— BEGIN —

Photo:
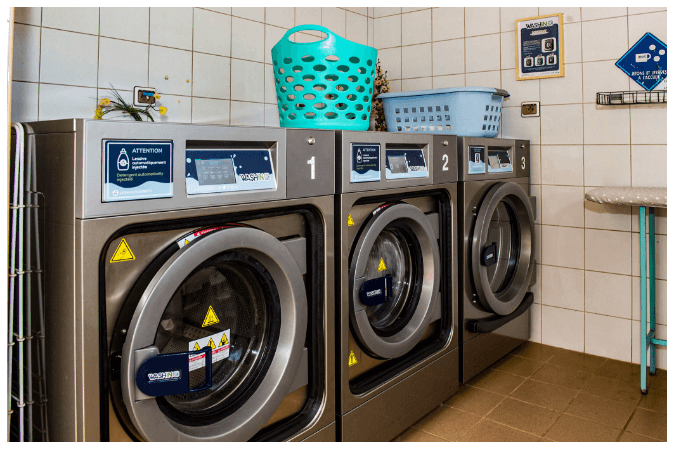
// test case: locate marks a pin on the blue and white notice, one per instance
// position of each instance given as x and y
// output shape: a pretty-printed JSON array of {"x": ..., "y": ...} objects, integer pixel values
[{"x": 137, "y": 170}]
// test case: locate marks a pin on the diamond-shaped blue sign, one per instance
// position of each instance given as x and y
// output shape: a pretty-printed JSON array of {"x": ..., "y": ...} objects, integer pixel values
[{"x": 646, "y": 62}]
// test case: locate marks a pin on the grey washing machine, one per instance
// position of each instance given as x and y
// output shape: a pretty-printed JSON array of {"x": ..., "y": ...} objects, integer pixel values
[
  {"x": 496, "y": 244},
  {"x": 187, "y": 292},
  {"x": 395, "y": 262}
]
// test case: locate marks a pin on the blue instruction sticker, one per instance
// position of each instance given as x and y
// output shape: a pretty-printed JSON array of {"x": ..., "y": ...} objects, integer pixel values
[
  {"x": 137, "y": 170},
  {"x": 646, "y": 62}
]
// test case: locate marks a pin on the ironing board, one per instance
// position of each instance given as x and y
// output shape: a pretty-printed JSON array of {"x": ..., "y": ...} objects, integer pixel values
[{"x": 643, "y": 197}]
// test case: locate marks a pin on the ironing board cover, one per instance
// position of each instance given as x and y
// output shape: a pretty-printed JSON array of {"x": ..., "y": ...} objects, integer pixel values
[{"x": 629, "y": 196}]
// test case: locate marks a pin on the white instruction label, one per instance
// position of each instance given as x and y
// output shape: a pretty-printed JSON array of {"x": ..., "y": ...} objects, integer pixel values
[{"x": 219, "y": 344}]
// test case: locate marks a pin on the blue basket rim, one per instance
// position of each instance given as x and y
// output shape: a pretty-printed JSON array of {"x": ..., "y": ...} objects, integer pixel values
[{"x": 445, "y": 90}]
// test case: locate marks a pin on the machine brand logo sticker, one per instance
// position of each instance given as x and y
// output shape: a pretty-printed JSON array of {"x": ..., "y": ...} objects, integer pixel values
[
  {"x": 211, "y": 318},
  {"x": 352, "y": 359},
  {"x": 122, "y": 253},
  {"x": 218, "y": 352},
  {"x": 166, "y": 376}
]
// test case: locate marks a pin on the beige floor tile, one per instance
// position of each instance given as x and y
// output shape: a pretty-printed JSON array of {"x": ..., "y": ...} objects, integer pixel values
[
  {"x": 614, "y": 389},
  {"x": 522, "y": 416},
  {"x": 519, "y": 366},
  {"x": 655, "y": 400},
  {"x": 490, "y": 431},
  {"x": 646, "y": 422},
  {"x": 562, "y": 375},
  {"x": 448, "y": 423},
  {"x": 496, "y": 381},
  {"x": 571, "y": 428},
  {"x": 602, "y": 410},
  {"x": 475, "y": 400},
  {"x": 545, "y": 395}
]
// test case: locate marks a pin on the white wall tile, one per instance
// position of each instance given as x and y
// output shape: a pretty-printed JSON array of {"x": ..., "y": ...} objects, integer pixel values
[
  {"x": 563, "y": 287},
  {"x": 247, "y": 81},
  {"x": 281, "y": 17},
  {"x": 171, "y": 27},
  {"x": 448, "y": 57},
  {"x": 562, "y": 328},
  {"x": 481, "y": 21},
  {"x": 250, "y": 13},
  {"x": 606, "y": 124},
  {"x": 483, "y": 53},
  {"x": 356, "y": 28},
  {"x": 509, "y": 15},
  {"x": 174, "y": 64},
  {"x": 24, "y": 102},
  {"x": 594, "y": 13},
  {"x": 132, "y": 24},
  {"x": 602, "y": 76},
  {"x": 82, "y": 20},
  {"x": 210, "y": 111},
  {"x": 447, "y": 23},
  {"x": 57, "y": 102},
  {"x": 607, "y": 165},
  {"x": 248, "y": 114},
  {"x": 604, "y": 39},
  {"x": 660, "y": 300},
  {"x": 563, "y": 90},
  {"x": 416, "y": 61},
  {"x": 387, "y": 32},
  {"x": 608, "y": 294},
  {"x": 649, "y": 124},
  {"x": 211, "y": 76},
  {"x": 249, "y": 39},
  {"x": 68, "y": 58},
  {"x": 607, "y": 336},
  {"x": 649, "y": 166},
  {"x": 562, "y": 165},
  {"x": 134, "y": 71},
  {"x": 660, "y": 255},
  {"x": 563, "y": 205},
  {"x": 562, "y": 124},
  {"x": 391, "y": 62},
  {"x": 26, "y": 63},
  {"x": 212, "y": 32},
  {"x": 563, "y": 247},
  {"x": 416, "y": 27},
  {"x": 29, "y": 16},
  {"x": 335, "y": 20},
  {"x": 607, "y": 251}
]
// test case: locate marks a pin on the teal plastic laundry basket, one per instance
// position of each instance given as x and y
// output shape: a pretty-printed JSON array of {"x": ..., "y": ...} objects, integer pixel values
[{"x": 325, "y": 84}]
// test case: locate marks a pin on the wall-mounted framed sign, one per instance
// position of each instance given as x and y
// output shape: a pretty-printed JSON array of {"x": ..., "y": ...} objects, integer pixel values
[{"x": 540, "y": 47}]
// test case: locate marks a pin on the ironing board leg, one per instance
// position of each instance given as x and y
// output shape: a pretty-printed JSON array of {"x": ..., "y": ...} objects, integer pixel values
[{"x": 644, "y": 299}]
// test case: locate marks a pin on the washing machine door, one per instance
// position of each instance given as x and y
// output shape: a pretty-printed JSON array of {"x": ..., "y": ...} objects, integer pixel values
[
  {"x": 241, "y": 288},
  {"x": 502, "y": 248},
  {"x": 394, "y": 279}
]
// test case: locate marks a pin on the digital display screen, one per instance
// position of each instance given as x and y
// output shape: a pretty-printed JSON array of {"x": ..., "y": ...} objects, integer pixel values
[
  {"x": 215, "y": 171},
  {"x": 397, "y": 164}
]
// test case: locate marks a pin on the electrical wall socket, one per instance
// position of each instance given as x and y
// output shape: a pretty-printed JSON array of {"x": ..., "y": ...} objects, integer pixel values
[{"x": 143, "y": 96}]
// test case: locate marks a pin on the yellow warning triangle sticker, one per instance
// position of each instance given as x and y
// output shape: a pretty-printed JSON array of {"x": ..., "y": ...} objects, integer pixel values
[
  {"x": 211, "y": 318},
  {"x": 352, "y": 359},
  {"x": 122, "y": 253}
]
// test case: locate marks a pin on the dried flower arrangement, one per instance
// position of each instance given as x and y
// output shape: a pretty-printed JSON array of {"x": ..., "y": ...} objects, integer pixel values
[
  {"x": 380, "y": 87},
  {"x": 106, "y": 105}
]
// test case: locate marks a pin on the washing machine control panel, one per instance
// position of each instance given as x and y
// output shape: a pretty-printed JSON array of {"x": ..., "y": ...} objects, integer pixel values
[{"x": 228, "y": 170}]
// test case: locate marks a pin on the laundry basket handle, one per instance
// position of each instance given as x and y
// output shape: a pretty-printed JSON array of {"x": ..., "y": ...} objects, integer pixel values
[{"x": 290, "y": 32}]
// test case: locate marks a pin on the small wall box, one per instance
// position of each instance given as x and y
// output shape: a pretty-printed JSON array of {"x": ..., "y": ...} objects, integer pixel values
[{"x": 143, "y": 96}]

— END —

◆ **Stated task**
Please output all of the records above again, unchanged, with the pictures left out.

◆ **Result of the task**
Photo:
// test case: locate marks a pin on the blue and white notice, one per instance
// position of each instance given as x and y
// output shape: a pretty-printed JSON array of {"x": ..., "y": ...} objects, integer pixel values
[{"x": 137, "y": 170}]
// test case: locate marks a pin on the diamond-shaped blue sign, one per instance
// position of each instance given as x and y
// output shape: a pretty-printed JSON array of {"x": ..., "y": ...} objects, integer pixel values
[{"x": 646, "y": 62}]
// test case: locate marks a pin on the grey washing machine, one per instance
// position of each instance given as x and y
// output shape: a pretty-printed JSON array of {"x": ..., "y": ...} objects, integer pixel values
[
  {"x": 496, "y": 244},
  {"x": 187, "y": 292},
  {"x": 395, "y": 262}
]
// test case: locate marks a pin on the blue instruction sticker, one per instance
// position of each instance given as x and y
// output shape: a pretty-printed JSON array of {"x": ..., "y": ...} objects, integer pixel values
[
  {"x": 137, "y": 170},
  {"x": 646, "y": 62}
]
// test case: locate marks a pin on the ironing board, one per instance
// position of each instance given as x and y
// output shape: a pretty-printed JSON array of {"x": ..., "y": ...} objects, integer pixel values
[{"x": 643, "y": 197}]
// test case: locate marks a pin on the ironing board cover, one per instance
// position of each instance given as x and y
// output shape: a pretty-printed JSON array of {"x": ..., "y": ...} objects, integer pixel values
[{"x": 629, "y": 196}]
// test case: locate marks a pin on the white instruction label, one per instance
// position of each instance given as x and y
// output shape: a pretty-printed JSON array of {"x": ..., "y": ...} objects, integer pixel values
[{"x": 219, "y": 344}]
// test case: locate marks a pin on the blue basket rim, one per instance
// position of each instance given as x and y
// output shape: a pretty-printed JSON array of {"x": ..., "y": ...} objects, integer pixel values
[{"x": 445, "y": 90}]
// test case: locate marks a pin on the machine brand logo sticker, one per instance
// position of each instance given as x and y
// output shape: a pretty-printed JSON array of {"x": ..., "y": ...} objects, integer pixel values
[
  {"x": 211, "y": 318},
  {"x": 352, "y": 359},
  {"x": 122, "y": 253},
  {"x": 218, "y": 352},
  {"x": 166, "y": 376}
]
// test case: locate marks a pin on the beige floor tile, one per instance
// position of each instance given as x and y
// output shape: a pretty-printed JSON array of {"x": ..., "y": ...} objects, integer pixel values
[
  {"x": 614, "y": 389},
  {"x": 522, "y": 416},
  {"x": 519, "y": 366},
  {"x": 655, "y": 400},
  {"x": 490, "y": 431},
  {"x": 646, "y": 422},
  {"x": 562, "y": 375},
  {"x": 448, "y": 423},
  {"x": 496, "y": 381},
  {"x": 571, "y": 428},
  {"x": 602, "y": 410},
  {"x": 475, "y": 400},
  {"x": 545, "y": 395}
]
// test case: locate marks a pin on the white wall tile, one per instance
// position of each instance given as x and y
// output shape: a pretty-printed JSON array of {"x": ..., "y": ...} objects, integer pixel values
[
  {"x": 563, "y": 287},
  {"x": 247, "y": 81},
  {"x": 281, "y": 17},
  {"x": 171, "y": 27},
  {"x": 448, "y": 57},
  {"x": 562, "y": 328},
  {"x": 481, "y": 21},
  {"x": 250, "y": 13},
  {"x": 606, "y": 124},
  {"x": 483, "y": 53},
  {"x": 356, "y": 28},
  {"x": 509, "y": 15},
  {"x": 174, "y": 64},
  {"x": 24, "y": 102},
  {"x": 594, "y": 13},
  {"x": 132, "y": 24},
  {"x": 602, "y": 76},
  {"x": 82, "y": 20},
  {"x": 210, "y": 111},
  {"x": 447, "y": 23},
  {"x": 57, "y": 102},
  {"x": 607, "y": 165},
  {"x": 248, "y": 114},
  {"x": 604, "y": 39},
  {"x": 660, "y": 300},
  {"x": 563, "y": 90},
  {"x": 416, "y": 61},
  {"x": 387, "y": 32},
  {"x": 608, "y": 294},
  {"x": 649, "y": 124},
  {"x": 211, "y": 76},
  {"x": 249, "y": 39},
  {"x": 68, "y": 58},
  {"x": 607, "y": 336},
  {"x": 649, "y": 166},
  {"x": 562, "y": 165},
  {"x": 134, "y": 71},
  {"x": 660, "y": 255},
  {"x": 563, "y": 205},
  {"x": 562, "y": 124},
  {"x": 391, "y": 62},
  {"x": 26, "y": 63},
  {"x": 212, "y": 32},
  {"x": 563, "y": 247},
  {"x": 416, "y": 27},
  {"x": 29, "y": 16},
  {"x": 335, "y": 20},
  {"x": 607, "y": 251}
]
// test case: locate marks a pin on the teal plastic laundry basket, one per instance
// position of each instance given as x and y
// output shape: a pretty-printed JSON array of {"x": ..., "y": ...} objects, integer pixel values
[{"x": 325, "y": 84}]
// test case: locate marks a pin on the wall-mounted framed sign, one per instance
// position of each instance given as x and y
// output shape: a pretty-printed JSON array of {"x": ..., "y": ...} objects, integer pixel values
[{"x": 540, "y": 47}]
// test case: locate marks a pin on the ironing board leg, one per instance
// position of each instance given as x and y
// output shape: a pretty-printed JSON array of {"x": ..., "y": ...} objects, integer pixel values
[{"x": 644, "y": 299}]
// test case: locate marks a pin on the washing machine door, one per instance
// position of each instance given as x and y
// output shape: a pretty-printed JSON array of {"x": ..., "y": ...} objects, integer pixel values
[
  {"x": 241, "y": 288},
  {"x": 502, "y": 248},
  {"x": 394, "y": 279}
]
// test case: locate marks a pin on the digital display screen, one per instance
// position of each instance given as x and y
// output shape: a pretty-printed JSON array of {"x": ..., "y": ...} objects, integer pixel values
[
  {"x": 215, "y": 171},
  {"x": 397, "y": 164}
]
// test case: locate marks a pin on the electrical wall socket, one per instance
// position of each instance given as x and y
// output shape: a pretty-printed JSON array of {"x": ..., "y": ...} objects, integer pixel values
[{"x": 143, "y": 96}]
// test case: locate marks a pin on the yellow warning triangle sticker, one per instance
// position of each instance given as x and y
// output shape: a pretty-printed JSON array of {"x": ..., "y": ...} objects, integer pixel values
[
  {"x": 211, "y": 318},
  {"x": 352, "y": 359},
  {"x": 122, "y": 253}
]
// test case: locate marks a pin on the dried flower arrangement, one per instance
// position of each instance given as x and y
// output shape: a pretty-printed JSON array of {"x": ..., "y": ...} objects, integer pixel values
[
  {"x": 380, "y": 87},
  {"x": 106, "y": 105}
]
// test case: locate marks a pin on the washing machine control panel, one per instance
// position of each instance given as x and y
// output shape: a pretty-printed JSON array of {"x": ..., "y": ...} objects, integer pixel values
[{"x": 228, "y": 170}]
// test case: locate marks a pin on the laundry basket handle, one per instance
// position of each instance given as x and y
// output shape: a pretty-printed JSON array of {"x": ..., "y": ...} objects, integer pixel values
[{"x": 290, "y": 32}]
// test case: locate marks a pin on the small wall box, one per instance
// position of each instance given as x and y
// output shape: a pretty-printed JSON array of {"x": ..., "y": ...} objects, integer pixel values
[{"x": 143, "y": 96}]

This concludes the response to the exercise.